Two things caught his attention.
One was the Saturday, September 26th., Macaroni supper, fund-raiser. Now, he loves macaroni especially the old fashion homemade varieties of his youth. Macaroni and cheese is definitely not on our healthy eating list of foods. So sitting in his office he could already taste this now forbidden fruit. He thought to himself “what a wonderful excuse…correction, what a wonderful opportunity to get macaroni back into my diet, for at least one meal, and all for a good cause.” Fortunately, the date conflicted with our Re-Union Supper and Silent Auction.
The second thing that caught his attention was the editorial.
It started with the question “Are you happy?”
Then referred to Jean Vanier’s book The Taste of Happiness.
From the L’Arche experience happiness begins with belonging. “Belonging to a family, to a group of friends, a community that accepts us and recognizes us for who we are. Inclusion in these relationships inserts us into humanity, giving us access to strong values such as sharing, respect, mutuality, friendship, forgiveness, love…. Intellectually handicapped people show us that happiness is found in relationships not in having things…. To be together is the key to happiness.”
Thinking of our scripture readings for this week I noticed how Wisdom and Happiness belong together, reinforce each other, complete each other.
The early church had James’ letter to guide them, offering them an understanding of the Risen Christ as the Wisdom from above. It is the wisdom of letting go of having things and embracing a generous life together.
The Wisdom from above is “first pure, then peaceable, gentle, willing to yield, full of mercy and good fruits, without a trace of partiality or hypocrisy."
When we take James’ teaching seriously, we discover a wisdom which allows us to see what we have been missing, to hear what we have been tuning out, to taste and see that God is good.

Information provided:
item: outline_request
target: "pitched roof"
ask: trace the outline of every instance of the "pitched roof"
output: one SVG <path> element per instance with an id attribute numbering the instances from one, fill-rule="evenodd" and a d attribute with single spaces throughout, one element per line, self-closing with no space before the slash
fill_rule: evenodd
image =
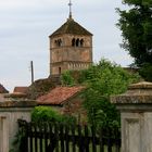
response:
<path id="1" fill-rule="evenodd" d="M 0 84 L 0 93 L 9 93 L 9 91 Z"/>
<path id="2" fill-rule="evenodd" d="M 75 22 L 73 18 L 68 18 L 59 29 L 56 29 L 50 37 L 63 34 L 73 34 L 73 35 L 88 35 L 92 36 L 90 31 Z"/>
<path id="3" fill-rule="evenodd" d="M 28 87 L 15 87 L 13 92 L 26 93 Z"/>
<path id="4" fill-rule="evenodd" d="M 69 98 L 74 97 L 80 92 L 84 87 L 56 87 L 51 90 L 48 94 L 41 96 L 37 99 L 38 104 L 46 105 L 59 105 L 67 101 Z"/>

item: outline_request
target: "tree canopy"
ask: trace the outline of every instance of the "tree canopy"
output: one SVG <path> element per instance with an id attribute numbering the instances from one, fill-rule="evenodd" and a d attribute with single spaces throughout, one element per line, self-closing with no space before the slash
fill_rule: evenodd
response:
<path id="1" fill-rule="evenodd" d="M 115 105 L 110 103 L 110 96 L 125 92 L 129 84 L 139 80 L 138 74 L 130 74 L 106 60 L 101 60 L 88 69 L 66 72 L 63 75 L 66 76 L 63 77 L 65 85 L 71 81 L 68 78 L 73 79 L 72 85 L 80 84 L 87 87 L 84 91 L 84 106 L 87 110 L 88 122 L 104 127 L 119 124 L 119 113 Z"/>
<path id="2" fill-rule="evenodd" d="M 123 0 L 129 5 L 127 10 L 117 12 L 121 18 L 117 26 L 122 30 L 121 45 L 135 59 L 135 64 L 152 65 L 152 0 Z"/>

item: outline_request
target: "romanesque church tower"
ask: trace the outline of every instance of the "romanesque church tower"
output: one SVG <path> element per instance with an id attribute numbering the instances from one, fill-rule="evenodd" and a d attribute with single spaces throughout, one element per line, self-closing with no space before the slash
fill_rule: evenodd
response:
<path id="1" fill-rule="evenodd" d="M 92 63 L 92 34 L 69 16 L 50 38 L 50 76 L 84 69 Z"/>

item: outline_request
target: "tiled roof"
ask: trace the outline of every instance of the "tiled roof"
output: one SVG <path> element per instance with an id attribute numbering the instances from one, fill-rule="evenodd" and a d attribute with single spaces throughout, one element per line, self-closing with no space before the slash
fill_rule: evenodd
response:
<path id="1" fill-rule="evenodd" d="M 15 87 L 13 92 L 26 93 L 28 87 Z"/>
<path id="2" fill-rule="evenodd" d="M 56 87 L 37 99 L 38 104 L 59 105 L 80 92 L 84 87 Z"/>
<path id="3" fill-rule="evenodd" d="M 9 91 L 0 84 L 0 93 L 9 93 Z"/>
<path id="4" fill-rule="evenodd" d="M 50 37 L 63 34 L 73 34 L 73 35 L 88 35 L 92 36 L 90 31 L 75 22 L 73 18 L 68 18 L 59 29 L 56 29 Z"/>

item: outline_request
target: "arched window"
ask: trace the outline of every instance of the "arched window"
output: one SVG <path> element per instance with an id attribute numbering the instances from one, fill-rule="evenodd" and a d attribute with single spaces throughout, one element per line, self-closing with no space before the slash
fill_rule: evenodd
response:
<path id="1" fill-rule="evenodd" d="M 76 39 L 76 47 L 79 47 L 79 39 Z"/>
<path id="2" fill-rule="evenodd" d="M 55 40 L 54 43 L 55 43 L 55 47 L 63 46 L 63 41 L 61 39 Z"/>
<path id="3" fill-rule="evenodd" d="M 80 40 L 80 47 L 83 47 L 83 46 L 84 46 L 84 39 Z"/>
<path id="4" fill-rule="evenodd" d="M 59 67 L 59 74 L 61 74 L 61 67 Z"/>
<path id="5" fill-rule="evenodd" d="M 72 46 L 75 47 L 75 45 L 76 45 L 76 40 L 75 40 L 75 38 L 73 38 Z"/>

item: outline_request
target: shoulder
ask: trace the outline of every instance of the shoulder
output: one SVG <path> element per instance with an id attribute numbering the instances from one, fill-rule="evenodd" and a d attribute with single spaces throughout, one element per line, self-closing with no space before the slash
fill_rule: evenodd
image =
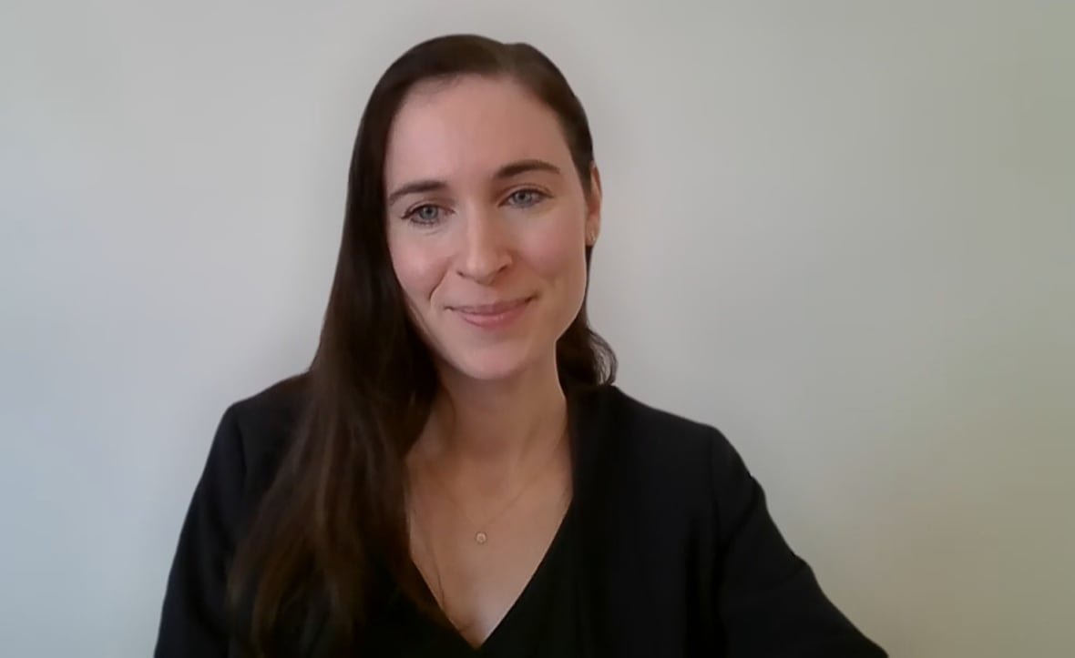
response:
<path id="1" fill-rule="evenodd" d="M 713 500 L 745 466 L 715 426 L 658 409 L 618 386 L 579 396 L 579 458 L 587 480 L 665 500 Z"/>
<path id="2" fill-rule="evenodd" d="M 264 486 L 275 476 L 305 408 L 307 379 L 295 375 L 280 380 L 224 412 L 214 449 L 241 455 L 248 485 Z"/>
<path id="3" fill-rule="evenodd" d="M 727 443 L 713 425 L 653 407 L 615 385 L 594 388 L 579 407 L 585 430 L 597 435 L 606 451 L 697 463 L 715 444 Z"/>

Your objective:
Swap "generous" for "shared" in the reflection on happiness between "Thinking of our" and "God is good.", inclusive, and write out that span. The records were drawn from a separate source.

Solution to this task:
Thinking of our scripture readings for this week I noticed how Wisdom and Happiness belong together, reinforce each other, complete each other.
The early church had James’ letter to guide them, offering them an understanding of the Risen Christ as the Wisdom from above. It is the wisdom of letting go of having things and embracing a shared life together.
The Wisdom from above is “first pure, then peaceable, gentle, willing to yield, full of mercy and good fruits, without a trace of partiality or hypocrisy."
When we take James’ teaching seriously, we discover a wisdom which allows us to see what we have been missing, to hear what we have been tuning out, to taste and see that God is good.